EXERCISE TASK> Continue the passage on employment tribunal roles, picking up after its final sentence.

SUPPLIED PASSAGE>
In Employment Tribunal proceedings both parties will usually engage a solicitor, who will carry out the day-to-day tasks required to get the proceedings ready for a final hearing. Barristers (also known as Counsel) will usually be instructed for the final hearing.

the Role of Unions

If an employee is a member of a Union, they are usually entitled to assistance with internal procedures, as well as legal assistance if the matter goes to the Tribunal.

the Role of Employees

The Employee will be the “Claimant”, as they are bringing the claim against their employer. The Employee will need to produce evidence to support their claim and make a witness statement giving their version of events. The employee will need to give evidence at a final hearing, which will include being cross-examined by the lawyer representing the employer.

the Role of Employers

The Employer will be the “Respondent”. They will need to produce evidence to support their version of events, and key staff who were involved in the events giving rise to the claim will need to make witness statements. They will also need to give evidence at the final hearing, which will include being cross-examined by the lawyer representing the claimant.

Frequently asked questions

If you have a nuisance employee, the first port of call should be following through your practices and procedures. You should be aiming to help and support them, to get them where you need them to be. If that fails, then dismissal may be an option, but it's really important that you follow the correct procedure to make sure that no employment tribunal claim follows.

As an employer, there are a number of reasons for which you can rightfully terminate an employees contract. It might be for reasons of capability, disciplinary reasons, or for redundancy reasons. But it's really important that a proper procedure is followed, so that you don't end up on the receiving end of an employment tribunal claim.

A settlement agreement ties up all of the issues between an employer and an employee around their employment and the termination of their employment. For an employer, it gives confidence that there will be no further claims. And, for an employee, the benefit will usually be some form of compensation for the termination of their employment.

For an employee, the key clause in a settlement agreement will usually be the one around compensation for loss of employment. For an employer, the key clauses will be that which prevents any future employment tribunal claims. And perhaps, if appropriate, some clauses restricting the employee from going to work for a competitor in the future.

If an employee leaves without notice, this is technically a breach of contract. If you have suffered a loss as a result of them leaving without notice then you may have a claim for damages. You should speak to a solicitor to find out if you do have a claim and, if so, what the next steps are.

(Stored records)
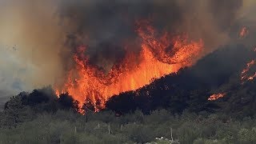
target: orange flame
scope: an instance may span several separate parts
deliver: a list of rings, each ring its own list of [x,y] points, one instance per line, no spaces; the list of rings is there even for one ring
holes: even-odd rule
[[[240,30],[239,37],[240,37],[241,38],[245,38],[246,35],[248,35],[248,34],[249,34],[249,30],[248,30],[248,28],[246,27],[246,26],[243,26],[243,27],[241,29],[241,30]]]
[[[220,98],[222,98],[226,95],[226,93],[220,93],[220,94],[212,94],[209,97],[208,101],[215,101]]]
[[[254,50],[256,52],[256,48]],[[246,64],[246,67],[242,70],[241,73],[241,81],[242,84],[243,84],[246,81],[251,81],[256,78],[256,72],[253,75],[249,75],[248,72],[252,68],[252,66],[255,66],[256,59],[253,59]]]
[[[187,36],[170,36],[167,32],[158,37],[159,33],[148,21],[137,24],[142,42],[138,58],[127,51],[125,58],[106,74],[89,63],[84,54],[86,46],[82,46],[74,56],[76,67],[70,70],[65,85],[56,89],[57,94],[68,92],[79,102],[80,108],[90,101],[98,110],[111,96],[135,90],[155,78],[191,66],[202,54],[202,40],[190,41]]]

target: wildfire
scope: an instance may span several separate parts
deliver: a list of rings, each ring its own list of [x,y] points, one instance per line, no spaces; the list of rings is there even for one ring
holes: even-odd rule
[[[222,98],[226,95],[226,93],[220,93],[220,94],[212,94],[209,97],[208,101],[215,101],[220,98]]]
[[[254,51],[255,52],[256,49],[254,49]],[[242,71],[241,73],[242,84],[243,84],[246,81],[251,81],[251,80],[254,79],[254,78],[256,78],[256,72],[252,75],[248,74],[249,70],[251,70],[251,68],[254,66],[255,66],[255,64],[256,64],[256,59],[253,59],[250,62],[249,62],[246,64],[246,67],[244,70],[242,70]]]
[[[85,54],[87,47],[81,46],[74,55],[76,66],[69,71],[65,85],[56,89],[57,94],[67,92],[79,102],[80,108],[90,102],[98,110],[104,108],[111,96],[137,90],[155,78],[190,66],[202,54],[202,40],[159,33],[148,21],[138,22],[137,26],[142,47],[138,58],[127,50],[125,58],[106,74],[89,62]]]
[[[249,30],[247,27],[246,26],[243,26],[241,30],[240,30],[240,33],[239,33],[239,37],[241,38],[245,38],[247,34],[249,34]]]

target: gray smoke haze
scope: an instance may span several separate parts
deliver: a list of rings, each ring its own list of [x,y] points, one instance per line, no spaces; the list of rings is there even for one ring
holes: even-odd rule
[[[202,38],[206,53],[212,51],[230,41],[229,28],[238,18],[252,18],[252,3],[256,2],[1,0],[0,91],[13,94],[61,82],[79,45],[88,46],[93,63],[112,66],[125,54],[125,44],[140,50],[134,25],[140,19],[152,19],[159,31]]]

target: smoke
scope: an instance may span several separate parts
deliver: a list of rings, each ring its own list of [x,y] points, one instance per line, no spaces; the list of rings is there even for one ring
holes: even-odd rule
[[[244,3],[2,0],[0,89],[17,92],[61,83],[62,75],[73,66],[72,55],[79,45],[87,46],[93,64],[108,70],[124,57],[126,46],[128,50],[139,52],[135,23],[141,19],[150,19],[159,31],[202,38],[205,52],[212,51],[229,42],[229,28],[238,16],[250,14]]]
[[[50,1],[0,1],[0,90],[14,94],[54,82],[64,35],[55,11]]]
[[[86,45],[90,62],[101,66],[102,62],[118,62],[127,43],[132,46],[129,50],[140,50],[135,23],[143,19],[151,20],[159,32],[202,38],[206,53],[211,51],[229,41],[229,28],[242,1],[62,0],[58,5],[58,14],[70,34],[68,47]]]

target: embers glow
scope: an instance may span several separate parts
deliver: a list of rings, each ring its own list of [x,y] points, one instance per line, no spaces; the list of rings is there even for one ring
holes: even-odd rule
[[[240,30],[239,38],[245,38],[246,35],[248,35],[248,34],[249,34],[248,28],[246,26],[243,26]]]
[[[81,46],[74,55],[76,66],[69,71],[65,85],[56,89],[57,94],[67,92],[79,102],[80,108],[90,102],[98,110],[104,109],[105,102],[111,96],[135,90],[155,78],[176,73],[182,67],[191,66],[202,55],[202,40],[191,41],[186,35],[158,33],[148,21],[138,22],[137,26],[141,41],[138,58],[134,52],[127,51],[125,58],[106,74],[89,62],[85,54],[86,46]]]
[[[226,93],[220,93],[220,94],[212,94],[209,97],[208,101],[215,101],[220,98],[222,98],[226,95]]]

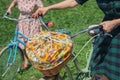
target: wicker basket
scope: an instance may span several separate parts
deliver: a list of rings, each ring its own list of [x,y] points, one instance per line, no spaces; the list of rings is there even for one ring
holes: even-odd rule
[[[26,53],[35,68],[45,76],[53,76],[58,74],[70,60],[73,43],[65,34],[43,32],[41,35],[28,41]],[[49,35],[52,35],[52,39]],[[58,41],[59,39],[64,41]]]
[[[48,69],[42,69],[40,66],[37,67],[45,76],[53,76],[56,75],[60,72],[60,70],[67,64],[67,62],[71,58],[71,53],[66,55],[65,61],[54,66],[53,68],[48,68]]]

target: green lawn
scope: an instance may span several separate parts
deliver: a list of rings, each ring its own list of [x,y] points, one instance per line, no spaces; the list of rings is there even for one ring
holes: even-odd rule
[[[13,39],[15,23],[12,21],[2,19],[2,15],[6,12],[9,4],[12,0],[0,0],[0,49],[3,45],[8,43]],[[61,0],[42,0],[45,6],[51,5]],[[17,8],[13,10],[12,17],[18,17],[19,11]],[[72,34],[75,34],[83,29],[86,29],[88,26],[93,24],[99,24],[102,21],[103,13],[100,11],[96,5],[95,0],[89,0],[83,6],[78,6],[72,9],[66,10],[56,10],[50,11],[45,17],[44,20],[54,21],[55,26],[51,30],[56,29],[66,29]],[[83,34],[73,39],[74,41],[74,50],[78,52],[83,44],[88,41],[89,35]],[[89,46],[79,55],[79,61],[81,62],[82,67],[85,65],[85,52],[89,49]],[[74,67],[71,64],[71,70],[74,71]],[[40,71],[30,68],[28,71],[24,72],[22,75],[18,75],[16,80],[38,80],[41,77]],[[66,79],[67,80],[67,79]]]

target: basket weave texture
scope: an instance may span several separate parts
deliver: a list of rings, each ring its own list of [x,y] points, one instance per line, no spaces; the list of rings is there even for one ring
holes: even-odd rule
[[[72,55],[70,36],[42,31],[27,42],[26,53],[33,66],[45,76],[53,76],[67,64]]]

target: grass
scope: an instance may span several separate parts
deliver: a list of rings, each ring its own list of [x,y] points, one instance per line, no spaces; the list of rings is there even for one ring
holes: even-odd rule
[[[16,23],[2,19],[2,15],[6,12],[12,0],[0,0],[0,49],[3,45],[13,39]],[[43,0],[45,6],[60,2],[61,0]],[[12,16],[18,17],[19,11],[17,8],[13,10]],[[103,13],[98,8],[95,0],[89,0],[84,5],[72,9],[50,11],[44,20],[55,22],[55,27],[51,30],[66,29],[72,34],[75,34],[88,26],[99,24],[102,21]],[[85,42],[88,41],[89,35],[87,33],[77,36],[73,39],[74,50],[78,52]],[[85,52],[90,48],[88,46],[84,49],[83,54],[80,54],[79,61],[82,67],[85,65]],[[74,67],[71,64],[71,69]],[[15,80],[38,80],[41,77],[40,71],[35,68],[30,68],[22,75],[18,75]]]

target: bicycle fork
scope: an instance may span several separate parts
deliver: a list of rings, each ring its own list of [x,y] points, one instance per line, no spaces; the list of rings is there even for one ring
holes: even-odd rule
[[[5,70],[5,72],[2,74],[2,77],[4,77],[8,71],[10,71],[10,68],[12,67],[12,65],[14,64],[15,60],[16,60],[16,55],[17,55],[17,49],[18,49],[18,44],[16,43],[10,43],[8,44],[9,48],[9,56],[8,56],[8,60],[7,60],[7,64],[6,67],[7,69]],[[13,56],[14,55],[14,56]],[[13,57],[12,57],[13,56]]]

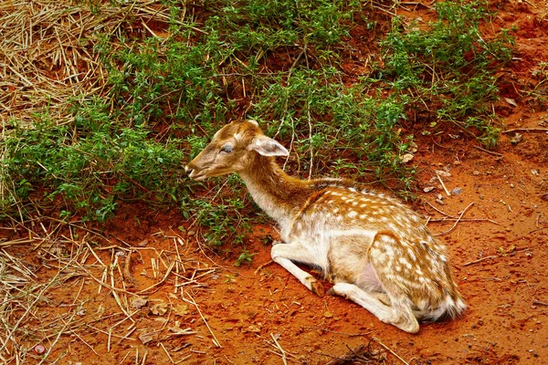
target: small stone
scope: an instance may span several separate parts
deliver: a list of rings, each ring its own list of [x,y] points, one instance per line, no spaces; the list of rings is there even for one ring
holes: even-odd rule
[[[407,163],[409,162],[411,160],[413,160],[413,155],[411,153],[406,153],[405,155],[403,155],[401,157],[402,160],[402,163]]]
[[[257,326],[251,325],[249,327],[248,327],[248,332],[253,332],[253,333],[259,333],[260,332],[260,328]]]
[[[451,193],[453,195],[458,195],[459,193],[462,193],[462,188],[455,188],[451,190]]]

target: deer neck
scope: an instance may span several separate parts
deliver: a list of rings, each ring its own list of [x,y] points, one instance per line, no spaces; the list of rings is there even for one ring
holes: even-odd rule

RESPONSE>
For an employer, using an employment law solicitor could prevent any employment tribunal claims from being brought against you. For an employee, although you can represent yourself in the tribunal, it can be quite complicated and really daunting. If you use a solicitor, you give your claim the best chance of success.

If you're a small or new business looking to expand and take on staff, it's very important that you get advice. It's not just as simple as having an employment contract template and hiring a new member of staff. It's important that you're aware of all of your legal obligations as an employer. They might include your duty to look after the health and well-being of your staff, or laws around pensions as it is now compulsory to have a scheme available for all employees in your business. You also need to consider equality laws. If you're looking to take on staff for the first time or grow your business, you should get expert advice at the beginning to help establish good foundations. It is also important to have your employment contracts reviewed once in a while to make sure they stay up to date.

It's important to remember for businesses that you can still be held responsible for the acts of your staff which take place in a social context. For example, the impending office Christmas party. If, for example, there was a member of staff who made an advance towards another colleague during the office party, and that subsequently led to animosity, either between the staff members or difficulties in place of work, that is a problem which then rests with the employer. So, it's important to be proactive, in ensuring these problems do not occur. Employers should have a clear policy in place. Make sure you have defined start and end times of your event. If the office party is due to end at 11:00 make sure it does it end at 11:00, and maybe even organise transportation home for the staff, so that they can all be sent on their way. What you don't want is for any acts to take place during the work organised event, which would then become the responsibility of you as the employer.

At the outset of the matter you will be provided with a fee estimate based upon our experience in dealing with similar matters in the past. If something unexpected happens and it appears that fees are going to increase we will contact you and agree a new estimate prior to carrying out further work. Likewise, if we spend less time on the matter than expected we will not charge you the original fee estimate.

The amount of time it takes to conclude a matter will differ from case to case, however we will use our best endeavours to finalise the matter as quickly as possible. We will ensure that we respond to your telephone calls and correspondence promptly in order that we can progress your matter further.

It is not always necessary to attend our offices and have a meeting. We understand that time constraints affect businesses and that a telephone conversation is sometimes more convenient for clients. Alternatively, we are happy to meet with clients even if they only have a few queries. We will always be flexible in order to meet your business needs.

As an employer, you have the right to expect you employees to comply with the terms of their contract of employment. Outside of that, employees have quite a lot of protection under the law, and you'd be well advised to make sure you're aware of what their rights are before taking any action against an employee.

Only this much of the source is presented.